## Instruções
Responda às seguintes perguntas com base no trecho sobre Camus e o suicídio.
(a) Em qual obra, e em que ano, Camus coloca o suicídio como a única questão filosófica realmente séria?
(b) O que Galileu fez com a verdade científica que possuía quando ela pôs a sua vida em perigo?
(c) Segundo o trecho, o que é ao mesmo tempo aquilo que se chama uma razão de viver?

## Trecho de origem
· · · · ·

O juiz e seu carrasco, em síntese: o ato de matar pode ser uma obra de arte, o de morrer, não - é uma coisa a se pensar. Helena, me acredite: nunca se mata ou se morre se não for por amor – e isso não tem qualquer conotação filosófica. Mas, refletir sobre o porquê de não morrer, sim. Daí Camus, em O mito de Sísifo (1942) colocar o suicídio como a única questão filosófica realmente séria: “Só há um problema filosófico verdadeiramente sério”, ele diz: “é o suicídio”. E argumenta:


Julgar se a vida merece ou não ser vivida, é responder a uma questão fundamental da filosofia. O resto, se o mundo tem três dimensões, se o espírito tem nove ou doze categorias, vem depois. São apenas jogos; primeiro é necessário responder. [...]

Se pergunto a mim próprio como decidir se determinada interrogação é mais premente do que outra qualquer, concluo que a resposta depende das ações a que elas incitam, ou obrigam. Nunca vi ninguém morrer pelo argumento ontológico. Galileu, que possuía uma verdade científica importante, dela abjurou com a maior das facilidades deste mundo, logo que tal verdade pôs a sua vida em perigo. Fez bem, em certo sentido. Essa verdade não valia a fogueira. Qual deles, a Terra ou o Sol, gira em redor do outro, é-nos profundamente indiferente. A bem dizer, é um assunto fútil. Em contrapartida, vejo que muitas pessoas morrem por considerarem que a vida não merece ser vivida. Outros vejo que se fazem paradoxalmente matar pelas idéias ou pelas ilusões que lhes dão uma razão de viver (o que se chama uma razão de viver é ao mesmo tempo uma excelente razão de morrer). Julgo pois que o sentido da vida é o mais premente dos assuntos ― das interrogações.

· · · · ·

## Dados fornecidos
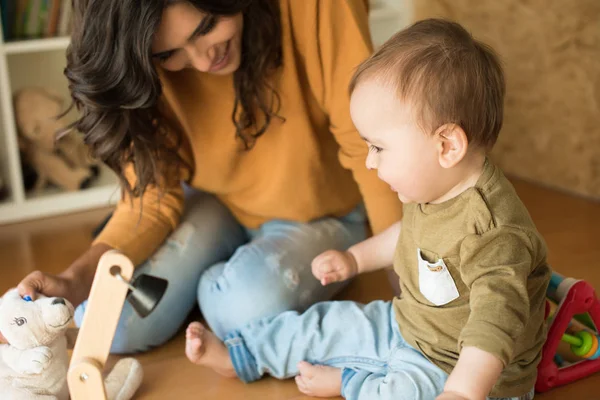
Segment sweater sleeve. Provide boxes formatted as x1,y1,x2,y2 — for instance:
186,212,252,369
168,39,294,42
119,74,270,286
459,228,534,366
316,0,402,234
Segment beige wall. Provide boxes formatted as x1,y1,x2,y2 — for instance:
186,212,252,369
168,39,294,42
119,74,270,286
414,0,600,199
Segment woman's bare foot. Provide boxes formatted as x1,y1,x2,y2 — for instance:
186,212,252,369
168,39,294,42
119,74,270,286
185,322,237,378
296,361,342,397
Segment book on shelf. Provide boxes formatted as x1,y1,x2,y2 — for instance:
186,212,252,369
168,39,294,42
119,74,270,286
0,0,72,41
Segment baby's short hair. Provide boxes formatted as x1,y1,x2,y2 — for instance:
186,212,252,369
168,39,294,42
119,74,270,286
350,19,506,150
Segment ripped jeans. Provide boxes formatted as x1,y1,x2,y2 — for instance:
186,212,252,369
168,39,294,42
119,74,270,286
75,188,367,354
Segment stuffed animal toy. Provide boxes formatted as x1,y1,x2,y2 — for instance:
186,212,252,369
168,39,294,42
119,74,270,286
0,289,143,400
13,87,100,191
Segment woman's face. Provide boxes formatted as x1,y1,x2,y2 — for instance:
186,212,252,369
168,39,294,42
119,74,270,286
152,1,244,75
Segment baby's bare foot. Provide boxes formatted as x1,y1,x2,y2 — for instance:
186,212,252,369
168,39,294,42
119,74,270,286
296,361,342,397
185,322,236,378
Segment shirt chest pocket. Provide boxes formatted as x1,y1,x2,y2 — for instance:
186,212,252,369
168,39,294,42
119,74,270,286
417,249,459,306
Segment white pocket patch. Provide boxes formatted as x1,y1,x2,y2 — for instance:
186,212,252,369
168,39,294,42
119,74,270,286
417,249,459,306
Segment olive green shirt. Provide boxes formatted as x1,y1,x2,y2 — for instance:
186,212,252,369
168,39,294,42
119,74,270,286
394,161,551,397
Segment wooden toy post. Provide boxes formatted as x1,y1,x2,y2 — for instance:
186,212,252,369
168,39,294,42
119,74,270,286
67,250,134,400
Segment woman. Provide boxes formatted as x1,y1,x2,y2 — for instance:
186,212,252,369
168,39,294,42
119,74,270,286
19,0,401,353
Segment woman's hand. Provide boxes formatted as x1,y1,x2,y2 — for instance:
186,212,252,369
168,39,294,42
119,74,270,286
17,271,76,304
312,250,358,286
17,243,111,307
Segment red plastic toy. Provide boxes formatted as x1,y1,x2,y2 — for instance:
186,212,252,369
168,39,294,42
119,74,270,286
535,273,600,392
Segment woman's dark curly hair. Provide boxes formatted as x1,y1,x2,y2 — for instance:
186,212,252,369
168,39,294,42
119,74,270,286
65,0,282,196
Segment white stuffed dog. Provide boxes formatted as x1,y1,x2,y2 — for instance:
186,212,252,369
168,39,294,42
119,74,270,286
0,289,143,400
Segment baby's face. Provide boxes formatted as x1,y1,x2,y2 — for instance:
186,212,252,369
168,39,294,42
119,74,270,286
350,79,446,203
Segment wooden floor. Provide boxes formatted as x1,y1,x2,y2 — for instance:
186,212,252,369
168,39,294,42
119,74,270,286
0,181,600,400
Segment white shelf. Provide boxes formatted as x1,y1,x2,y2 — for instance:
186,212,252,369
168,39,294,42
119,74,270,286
0,185,119,224
1,37,70,54
0,0,412,225
0,6,120,225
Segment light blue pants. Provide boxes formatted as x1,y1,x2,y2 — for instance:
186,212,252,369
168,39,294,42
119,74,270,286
225,301,533,400
75,188,367,354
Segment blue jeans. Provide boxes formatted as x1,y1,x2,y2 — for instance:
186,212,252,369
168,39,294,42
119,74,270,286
225,301,533,400
75,189,367,354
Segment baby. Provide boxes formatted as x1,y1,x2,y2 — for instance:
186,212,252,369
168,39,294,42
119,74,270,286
186,19,551,400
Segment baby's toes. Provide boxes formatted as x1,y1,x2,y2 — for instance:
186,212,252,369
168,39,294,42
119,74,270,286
296,375,312,396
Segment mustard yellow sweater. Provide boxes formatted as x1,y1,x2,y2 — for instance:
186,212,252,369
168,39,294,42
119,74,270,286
96,0,402,264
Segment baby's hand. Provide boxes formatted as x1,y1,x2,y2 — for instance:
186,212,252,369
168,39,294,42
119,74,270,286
435,392,469,400
312,250,358,286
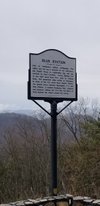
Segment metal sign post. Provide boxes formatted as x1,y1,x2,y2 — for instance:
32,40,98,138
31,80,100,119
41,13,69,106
28,49,77,195
51,101,57,195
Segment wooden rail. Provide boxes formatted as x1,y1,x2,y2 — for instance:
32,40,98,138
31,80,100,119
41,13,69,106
0,194,100,206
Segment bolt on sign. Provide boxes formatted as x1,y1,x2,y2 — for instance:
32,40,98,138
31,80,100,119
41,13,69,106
28,49,77,102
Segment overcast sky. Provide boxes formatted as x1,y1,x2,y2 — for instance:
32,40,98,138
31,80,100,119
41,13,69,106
0,0,100,110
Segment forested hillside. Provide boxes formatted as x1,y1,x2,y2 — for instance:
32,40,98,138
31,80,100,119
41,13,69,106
0,99,100,203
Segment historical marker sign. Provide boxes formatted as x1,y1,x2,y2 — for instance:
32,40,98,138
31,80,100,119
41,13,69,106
28,49,77,101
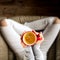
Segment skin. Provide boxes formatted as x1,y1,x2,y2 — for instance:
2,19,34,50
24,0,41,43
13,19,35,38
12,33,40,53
0,17,60,48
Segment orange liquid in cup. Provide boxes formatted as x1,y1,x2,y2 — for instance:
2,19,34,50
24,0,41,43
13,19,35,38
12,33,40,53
23,31,37,45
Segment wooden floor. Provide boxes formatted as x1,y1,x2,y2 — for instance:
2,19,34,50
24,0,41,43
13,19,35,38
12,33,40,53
0,0,60,17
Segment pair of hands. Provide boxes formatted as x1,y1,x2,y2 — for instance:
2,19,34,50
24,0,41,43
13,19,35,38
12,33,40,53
21,30,44,48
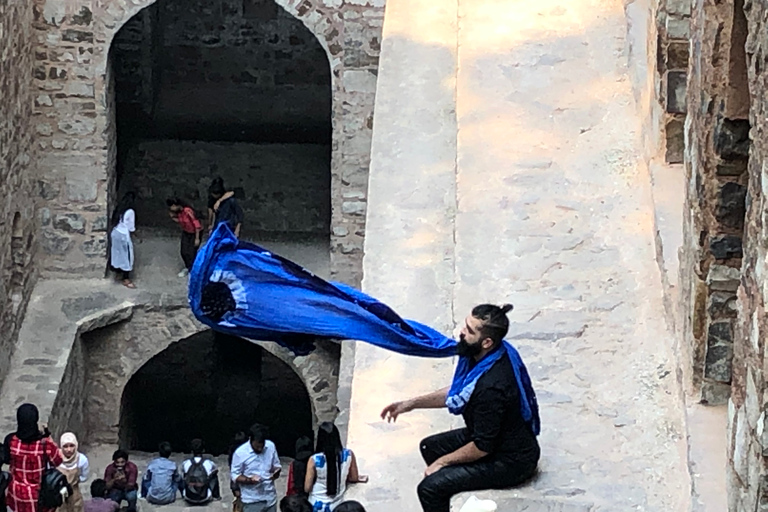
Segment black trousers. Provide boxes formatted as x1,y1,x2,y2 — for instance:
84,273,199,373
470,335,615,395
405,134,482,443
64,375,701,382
417,428,536,512
181,231,197,270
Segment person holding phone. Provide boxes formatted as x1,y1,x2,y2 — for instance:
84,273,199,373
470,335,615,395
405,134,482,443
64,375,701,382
231,423,283,512
304,421,368,512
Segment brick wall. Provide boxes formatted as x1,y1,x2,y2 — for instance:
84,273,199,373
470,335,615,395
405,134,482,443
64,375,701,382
34,0,384,284
0,0,37,381
118,140,331,236
728,1,768,506
681,0,749,404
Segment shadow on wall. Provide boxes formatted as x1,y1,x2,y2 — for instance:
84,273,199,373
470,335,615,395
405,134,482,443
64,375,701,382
119,331,312,455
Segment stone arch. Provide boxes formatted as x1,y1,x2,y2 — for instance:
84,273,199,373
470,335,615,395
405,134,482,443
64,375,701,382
94,0,343,247
81,308,339,443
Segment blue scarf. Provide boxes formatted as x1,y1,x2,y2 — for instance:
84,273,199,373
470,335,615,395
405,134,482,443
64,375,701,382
188,223,539,435
445,341,541,436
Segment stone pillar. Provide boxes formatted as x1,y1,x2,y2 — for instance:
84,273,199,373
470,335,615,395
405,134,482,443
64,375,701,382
680,0,749,404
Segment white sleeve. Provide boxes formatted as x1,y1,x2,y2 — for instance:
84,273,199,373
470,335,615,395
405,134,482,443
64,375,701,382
123,209,136,233
230,451,243,482
77,453,91,483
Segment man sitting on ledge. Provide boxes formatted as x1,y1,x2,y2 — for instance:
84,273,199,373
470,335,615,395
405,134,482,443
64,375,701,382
381,304,540,512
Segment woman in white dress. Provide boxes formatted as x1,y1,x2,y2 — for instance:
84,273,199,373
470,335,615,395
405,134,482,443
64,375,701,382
110,192,136,288
304,421,368,512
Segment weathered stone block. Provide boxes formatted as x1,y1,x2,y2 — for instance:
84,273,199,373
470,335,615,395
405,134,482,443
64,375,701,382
707,265,741,292
704,322,733,383
53,213,85,233
665,118,685,164
667,0,691,16
667,16,691,39
80,237,107,258
709,235,744,260
717,160,748,176
67,176,99,202
707,292,738,320
667,71,687,114
715,182,747,229
40,229,72,256
91,215,108,233
667,42,690,71
714,119,750,160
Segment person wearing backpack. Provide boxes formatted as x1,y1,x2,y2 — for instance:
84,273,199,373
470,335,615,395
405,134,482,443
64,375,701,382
141,441,181,505
3,404,67,512
180,439,221,505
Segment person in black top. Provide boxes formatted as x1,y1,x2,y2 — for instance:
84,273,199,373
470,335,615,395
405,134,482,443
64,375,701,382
381,304,540,512
208,178,243,238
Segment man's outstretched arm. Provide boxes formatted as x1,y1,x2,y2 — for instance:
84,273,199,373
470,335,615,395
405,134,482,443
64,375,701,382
381,387,450,423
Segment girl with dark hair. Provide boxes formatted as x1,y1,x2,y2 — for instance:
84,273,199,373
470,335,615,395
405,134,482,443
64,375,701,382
110,192,136,288
165,197,203,277
3,404,64,512
304,421,368,512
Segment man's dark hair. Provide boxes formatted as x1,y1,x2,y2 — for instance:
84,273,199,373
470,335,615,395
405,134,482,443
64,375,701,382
91,478,107,498
248,423,267,443
157,441,173,459
280,494,312,512
472,304,512,347
336,500,365,512
189,439,205,457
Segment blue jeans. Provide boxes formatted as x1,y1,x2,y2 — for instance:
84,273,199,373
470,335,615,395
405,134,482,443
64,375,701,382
108,489,138,512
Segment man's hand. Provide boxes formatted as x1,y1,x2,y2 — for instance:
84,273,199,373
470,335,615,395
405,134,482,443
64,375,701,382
381,400,413,423
424,459,445,477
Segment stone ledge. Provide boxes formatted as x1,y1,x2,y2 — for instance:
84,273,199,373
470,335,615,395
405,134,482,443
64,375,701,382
451,489,592,512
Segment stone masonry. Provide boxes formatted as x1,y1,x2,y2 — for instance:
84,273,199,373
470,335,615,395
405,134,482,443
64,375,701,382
728,0,768,506
34,0,383,284
0,0,37,381
681,0,749,404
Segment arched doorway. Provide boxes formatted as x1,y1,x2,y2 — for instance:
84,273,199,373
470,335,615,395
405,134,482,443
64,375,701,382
108,0,332,274
119,331,312,455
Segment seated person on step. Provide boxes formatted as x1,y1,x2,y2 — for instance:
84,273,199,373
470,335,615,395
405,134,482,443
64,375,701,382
141,441,181,505
381,304,539,512
104,450,139,512
180,439,221,504
83,478,120,512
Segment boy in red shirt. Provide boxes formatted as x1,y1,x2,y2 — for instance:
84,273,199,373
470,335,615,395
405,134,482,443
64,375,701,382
165,198,203,277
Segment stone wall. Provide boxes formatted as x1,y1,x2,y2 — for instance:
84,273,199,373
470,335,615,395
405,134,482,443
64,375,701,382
680,0,750,404
50,306,339,444
0,0,37,381
728,1,768,506
34,0,384,284
120,140,331,236
112,0,331,143
657,0,691,164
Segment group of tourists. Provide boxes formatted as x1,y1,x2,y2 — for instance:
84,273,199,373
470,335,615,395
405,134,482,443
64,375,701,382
110,178,244,288
0,404,367,512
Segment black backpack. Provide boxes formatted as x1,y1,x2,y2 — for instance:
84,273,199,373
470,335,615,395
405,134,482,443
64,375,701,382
184,457,210,503
37,439,72,509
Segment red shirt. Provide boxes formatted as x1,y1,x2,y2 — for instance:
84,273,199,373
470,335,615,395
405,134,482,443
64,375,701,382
103,461,139,490
177,206,203,233
6,436,64,512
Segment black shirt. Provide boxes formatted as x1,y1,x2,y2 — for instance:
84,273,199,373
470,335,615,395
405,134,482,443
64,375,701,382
462,356,539,462
209,197,243,230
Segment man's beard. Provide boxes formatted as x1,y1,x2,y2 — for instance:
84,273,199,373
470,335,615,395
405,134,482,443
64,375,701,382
456,334,483,357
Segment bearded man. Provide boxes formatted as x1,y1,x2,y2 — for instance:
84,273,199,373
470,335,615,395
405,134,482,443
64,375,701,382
381,304,540,512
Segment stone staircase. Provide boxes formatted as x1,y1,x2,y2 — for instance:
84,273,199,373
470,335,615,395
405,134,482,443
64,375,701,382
342,0,690,512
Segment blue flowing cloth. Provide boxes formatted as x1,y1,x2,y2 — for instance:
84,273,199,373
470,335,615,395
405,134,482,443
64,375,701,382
189,223,538,434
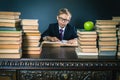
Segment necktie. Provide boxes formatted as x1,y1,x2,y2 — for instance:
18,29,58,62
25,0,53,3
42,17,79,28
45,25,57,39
59,29,63,40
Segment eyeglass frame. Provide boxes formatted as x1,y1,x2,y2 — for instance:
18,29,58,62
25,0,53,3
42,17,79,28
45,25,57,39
58,16,70,22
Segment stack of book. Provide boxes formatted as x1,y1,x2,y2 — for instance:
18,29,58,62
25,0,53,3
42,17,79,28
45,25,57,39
76,29,98,58
0,12,22,58
96,20,118,56
21,19,41,54
112,16,120,57
0,12,21,31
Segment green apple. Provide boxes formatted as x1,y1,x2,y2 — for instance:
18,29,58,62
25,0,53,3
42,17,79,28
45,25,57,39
84,21,94,31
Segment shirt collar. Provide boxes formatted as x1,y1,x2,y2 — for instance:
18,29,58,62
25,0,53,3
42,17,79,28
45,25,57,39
59,26,65,31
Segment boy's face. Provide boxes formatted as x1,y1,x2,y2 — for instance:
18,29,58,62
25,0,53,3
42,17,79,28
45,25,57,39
57,14,71,28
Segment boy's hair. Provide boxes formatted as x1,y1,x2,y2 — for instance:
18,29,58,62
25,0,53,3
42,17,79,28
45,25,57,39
58,8,72,17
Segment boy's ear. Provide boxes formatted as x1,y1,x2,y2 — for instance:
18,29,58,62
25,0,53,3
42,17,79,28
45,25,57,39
57,16,58,20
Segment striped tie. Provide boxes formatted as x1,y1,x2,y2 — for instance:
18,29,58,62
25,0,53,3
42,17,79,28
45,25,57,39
59,29,63,40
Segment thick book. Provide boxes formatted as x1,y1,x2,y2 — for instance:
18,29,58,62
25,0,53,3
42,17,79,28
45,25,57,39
41,40,78,47
0,14,20,19
22,25,39,30
75,48,98,59
0,49,21,54
0,53,22,59
0,44,22,49
21,19,39,25
77,29,97,35
0,31,22,37
99,51,117,56
78,47,98,53
0,11,21,15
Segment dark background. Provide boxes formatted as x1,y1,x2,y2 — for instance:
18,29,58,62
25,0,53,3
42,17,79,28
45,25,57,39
0,0,120,33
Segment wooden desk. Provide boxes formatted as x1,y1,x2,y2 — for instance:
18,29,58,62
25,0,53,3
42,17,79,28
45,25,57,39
0,47,120,80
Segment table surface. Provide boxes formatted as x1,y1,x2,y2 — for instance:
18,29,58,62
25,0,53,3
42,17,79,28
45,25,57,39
22,47,120,60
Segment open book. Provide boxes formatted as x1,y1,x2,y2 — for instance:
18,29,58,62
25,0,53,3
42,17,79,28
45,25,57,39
41,40,78,47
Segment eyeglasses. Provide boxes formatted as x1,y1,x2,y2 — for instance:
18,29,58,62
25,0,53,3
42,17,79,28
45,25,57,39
58,17,70,22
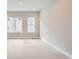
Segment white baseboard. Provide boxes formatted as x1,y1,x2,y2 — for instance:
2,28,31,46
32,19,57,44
42,39,72,59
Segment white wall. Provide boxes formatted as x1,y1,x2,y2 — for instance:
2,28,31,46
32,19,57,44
40,0,72,54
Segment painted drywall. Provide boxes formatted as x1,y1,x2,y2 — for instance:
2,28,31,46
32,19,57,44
40,0,72,54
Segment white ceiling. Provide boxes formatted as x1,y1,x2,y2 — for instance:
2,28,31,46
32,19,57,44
7,0,55,11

· · · · ·

## Resolução
(a) Em O mito de Sísifo, de 1942.
(b) Abjurou dela com a maior das facilidades deste mundo.
(c) Uma excelente razão de morrer.